### Page text
--- Begin ---
What, however, is exactly meant by childishness in woman? Her many and various characteristics which resemble those of children: her affectations, moods, “idle tears,” sillinesses, her power of make-believe, displays of temper for no discernible reason, her love of being petted and spoilt ~ in fine, all those inclinations, attitudes and emotions which are peculiar to children and which can most inoffensively, expressively, and briefly be described by the one word ~ childish.

But this is by no means to imply that men are not also childish ~ in their own way. I submit, in fact, that neither sex is prepared to recognise its own childishness, but only that of the other, and the result is much misunderstanding and conjugal tedium. A man may ~ childishly ~ spend the afternoon alternating between the two pleasures of hitting a ball and recovering it, and then come home and be irked by his wife who wants ~ childishly ~ to spend the evening exchanging endearments, or talking very small talk, or enthusing over the baby’s latest dental achievement. The trouble is that a husband is apt to regard his wife’s forms of childishness as trivial, and so, instead of being as tolerant towards them as he expects her to be towards his own ~ which, by the way, he naturally does not regard as childish at all ~ he ignores them and refuses to be a party to their gratification. If he is an intellectual type of man, he may perhaps bury his nose in the pages of some unchildish book, leaving his wife to look silently on, and to wonder why clever men can at times be so infinitely boring.

There is yet another aspect of the childish in women ~ a pleasant and picturesque one. Like children, they love to play, as it were, at being grown-up. A woman will experience this satisfying sensation if allowed to help her husband with his work; it will make her feel that she is important, needed. Thus, even if that work is of such a nature as to preclude it from really being shared with her, the ingenious husband will find means to convince her that she is helping him none the less: for to cater for the need to be needed is a part of the technique of perfect husbandship.
--- End ---
Source data:
--- Begin ---
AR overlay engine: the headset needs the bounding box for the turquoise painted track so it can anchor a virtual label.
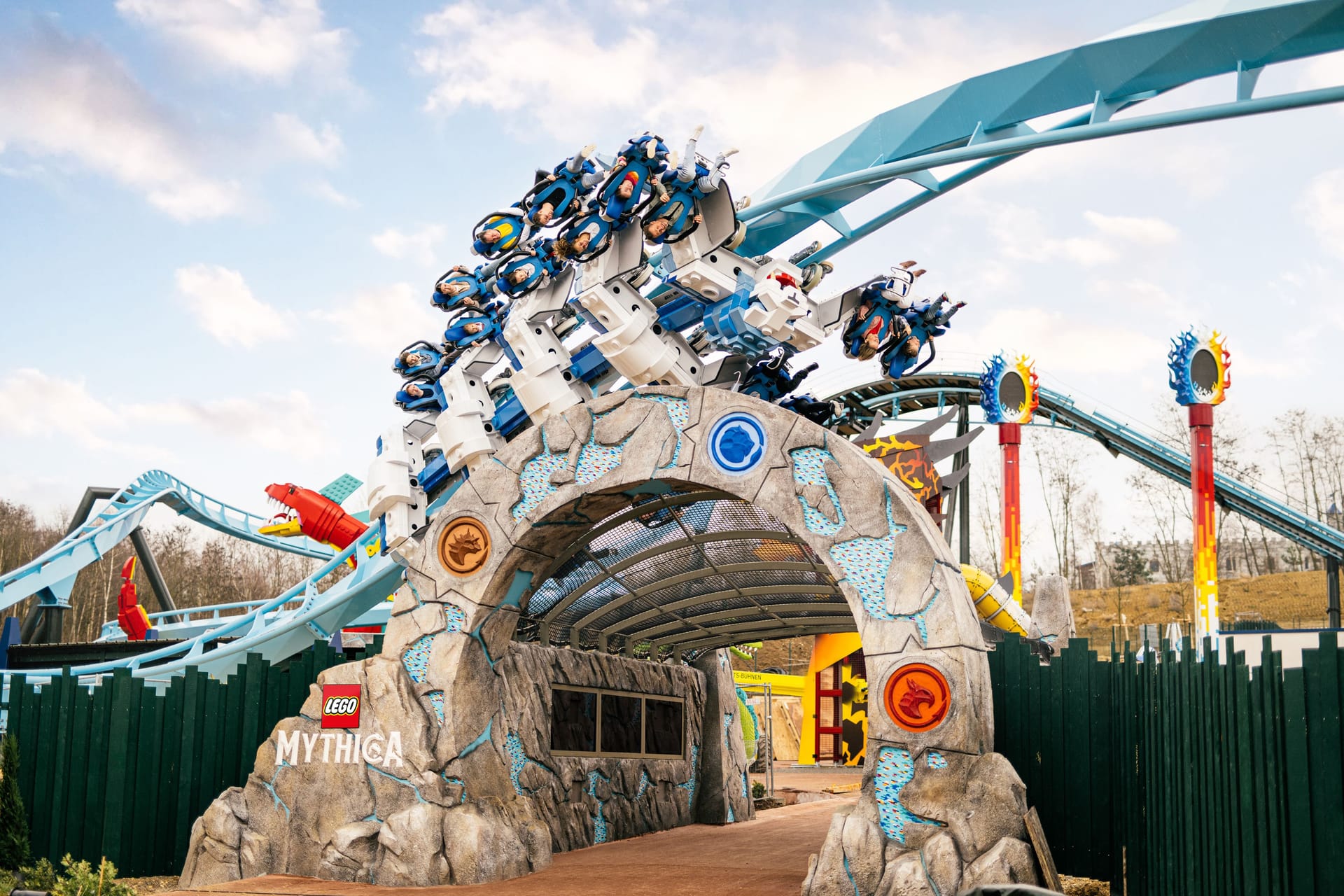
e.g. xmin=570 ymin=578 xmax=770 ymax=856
xmin=0 ymin=0 xmax=1344 ymax=678
xmin=6 ymin=526 xmax=403 ymax=688
xmin=830 ymin=372 xmax=1344 ymax=560
xmin=0 ymin=470 xmax=333 ymax=610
--- End ---
### Work to complete
Answer these questions from the passage on childishness:
(a) Between which two pleasures does the man spend the afternoon alternating?
(b) What must a woman be allowed to do in order to feel important and needed?
(c) By what one word can the inclinations, attitudes and emotions peculiar to children be described?

### Worked solution
(a) Hitting a ball and recovering it.
(b) Help her husband with his work.
(c) Childish.